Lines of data
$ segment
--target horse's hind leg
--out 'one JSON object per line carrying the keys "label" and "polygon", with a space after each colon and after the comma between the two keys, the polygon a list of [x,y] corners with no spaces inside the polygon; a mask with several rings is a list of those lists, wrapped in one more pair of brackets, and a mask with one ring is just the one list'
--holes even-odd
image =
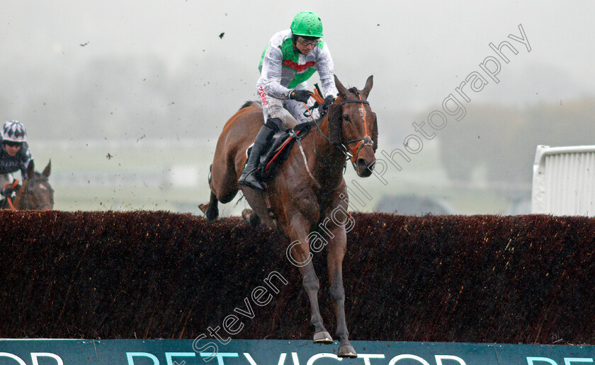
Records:
{"label": "horse's hind leg", "polygon": [[214,221],[217,219],[217,217],[219,216],[219,207],[218,207],[218,201],[217,200],[217,195],[212,192],[212,164],[209,166],[209,187],[210,188],[210,199],[209,199],[208,203],[201,204],[198,206],[198,209],[200,209],[203,213],[207,216],[207,219],[209,221]]}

» **Given request**:
Rewrite the lines above so that "even-odd" is replaced with "nonzero" throughout all the records, keeping everything else unchanged. Omit the pictures from your answer.

» **The answer**:
$ segment
--target horse's hind leg
--out 'one JSON object per line carrying the keys "label" and "polygon", with a space after each colon and after the comma between the two keys, the polygon a list of [x,y] corners with no spaces inside the polygon; a mask with several rings is a list of those lists, wrapped in one more pair of brackets, and a mask with one ring is just the one list'
--holes nonzero
image =
Records:
{"label": "horse's hind leg", "polygon": [[214,221],[217,219],[217,217],[219,216],[219,207],[218,207],[218,201],[217,200],[217,195],[212,192],[212,164],[209,166],[209,187],[210,188],[210,199],[209,199],[208,203],[201,204],[198,206],[198,209],[200,209],[203,213],[207,216],[207,219],[209,221]]}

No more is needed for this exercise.